* What you are asked to do:
From the data below, pull out every line that contains the string "grass", treating uppercase and lowercase as different.

* Entries:
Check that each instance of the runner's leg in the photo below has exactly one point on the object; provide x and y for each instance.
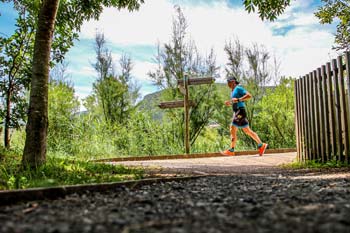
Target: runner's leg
(233, 131)
(252, 134)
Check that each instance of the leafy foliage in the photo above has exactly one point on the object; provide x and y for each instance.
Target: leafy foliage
(177, 60)
(275, 121)
(267, 9)
(60, 171)
(339, 11)
(115, 93)
(15, 63)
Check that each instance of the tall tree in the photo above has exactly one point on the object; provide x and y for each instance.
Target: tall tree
(36, 131)
(115, 93)
(73, 14)
(15, 57)
(177, 59)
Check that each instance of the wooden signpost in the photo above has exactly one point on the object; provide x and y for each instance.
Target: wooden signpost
(186, 102)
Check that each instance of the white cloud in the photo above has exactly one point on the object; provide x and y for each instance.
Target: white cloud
(145, 26)
(306, 46)
(84, 71)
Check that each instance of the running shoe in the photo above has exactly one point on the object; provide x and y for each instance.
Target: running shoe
(229, 152)
(262, 149)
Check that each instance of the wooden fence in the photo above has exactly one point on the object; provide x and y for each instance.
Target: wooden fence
(322, 100)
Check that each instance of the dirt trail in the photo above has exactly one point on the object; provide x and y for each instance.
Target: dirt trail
(216, 165)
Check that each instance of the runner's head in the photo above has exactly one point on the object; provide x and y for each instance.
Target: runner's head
(232, 81)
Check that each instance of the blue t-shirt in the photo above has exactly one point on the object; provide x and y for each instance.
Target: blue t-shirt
(239, 92)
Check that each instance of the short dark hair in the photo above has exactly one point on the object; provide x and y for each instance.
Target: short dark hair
(232, 78)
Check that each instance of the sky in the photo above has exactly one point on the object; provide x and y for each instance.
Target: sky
(296, 38)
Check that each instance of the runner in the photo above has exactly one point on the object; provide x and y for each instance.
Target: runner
(238, 96)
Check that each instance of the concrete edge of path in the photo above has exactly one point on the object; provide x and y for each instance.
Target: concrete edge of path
(51, 193)
(191, 156)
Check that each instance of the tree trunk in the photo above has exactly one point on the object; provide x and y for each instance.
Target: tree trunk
(7, 118)
(36, 130)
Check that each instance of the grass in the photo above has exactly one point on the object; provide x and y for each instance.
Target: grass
(59, 171)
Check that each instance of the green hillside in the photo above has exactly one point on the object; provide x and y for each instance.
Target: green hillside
(150, 102)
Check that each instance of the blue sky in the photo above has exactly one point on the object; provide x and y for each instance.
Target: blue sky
(297, 39)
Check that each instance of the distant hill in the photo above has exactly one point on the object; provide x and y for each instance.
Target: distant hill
(150, 102)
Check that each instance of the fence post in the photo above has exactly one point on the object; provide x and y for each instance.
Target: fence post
(347, 66)
(331, 110)
(339, 143)
(297, 117)
(325, 113)
(316, 116)
(321, 126)
(343, 132)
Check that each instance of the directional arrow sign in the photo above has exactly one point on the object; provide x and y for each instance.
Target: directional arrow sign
(196, 81)
(176, 104)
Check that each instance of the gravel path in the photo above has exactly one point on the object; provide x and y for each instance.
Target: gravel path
(261, 200)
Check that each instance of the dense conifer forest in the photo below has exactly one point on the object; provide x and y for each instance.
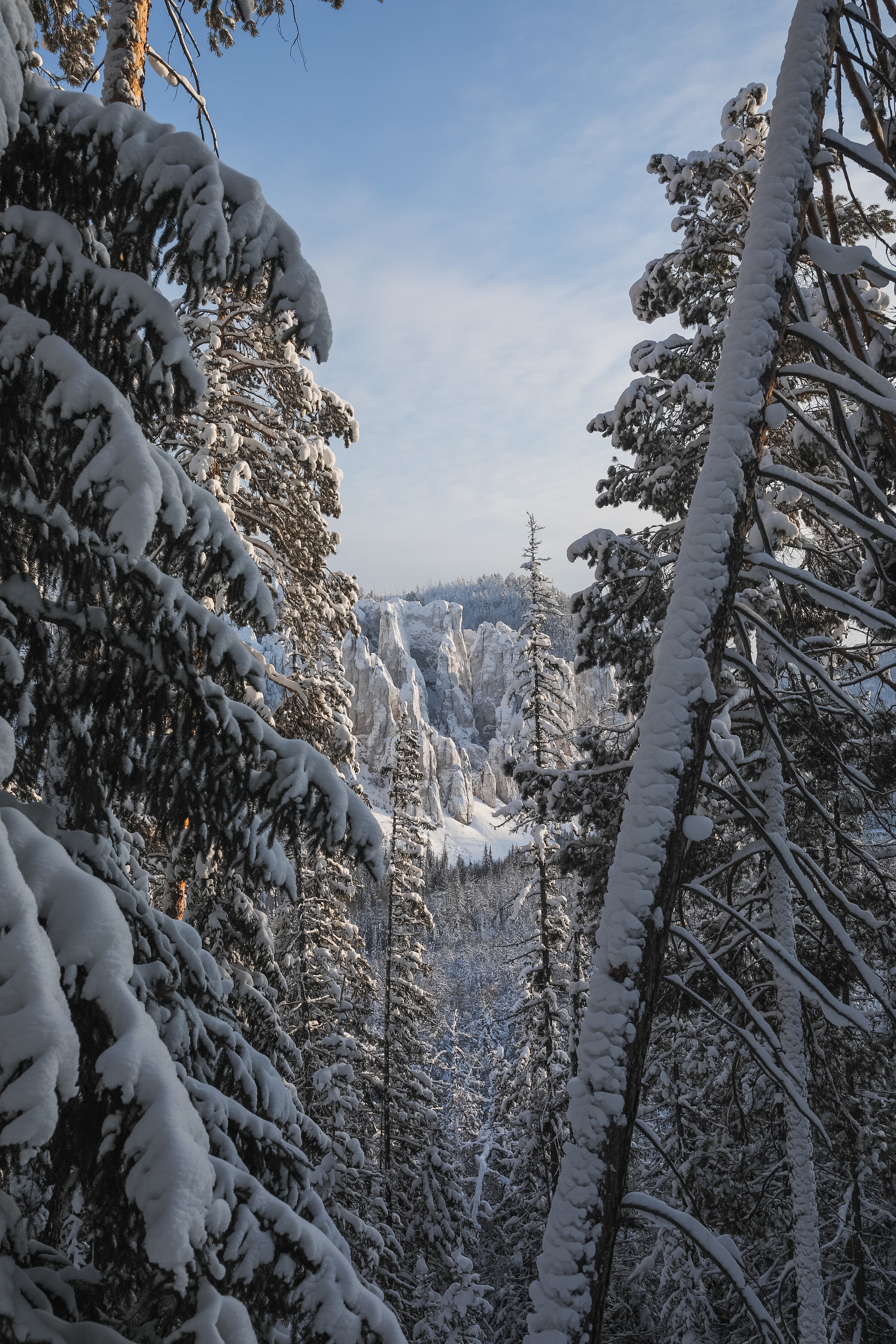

* Response to this exercise:
Check that each instance of the grass in the photo above has exactly one point on the object; provide x and y for each instance.
Target: grass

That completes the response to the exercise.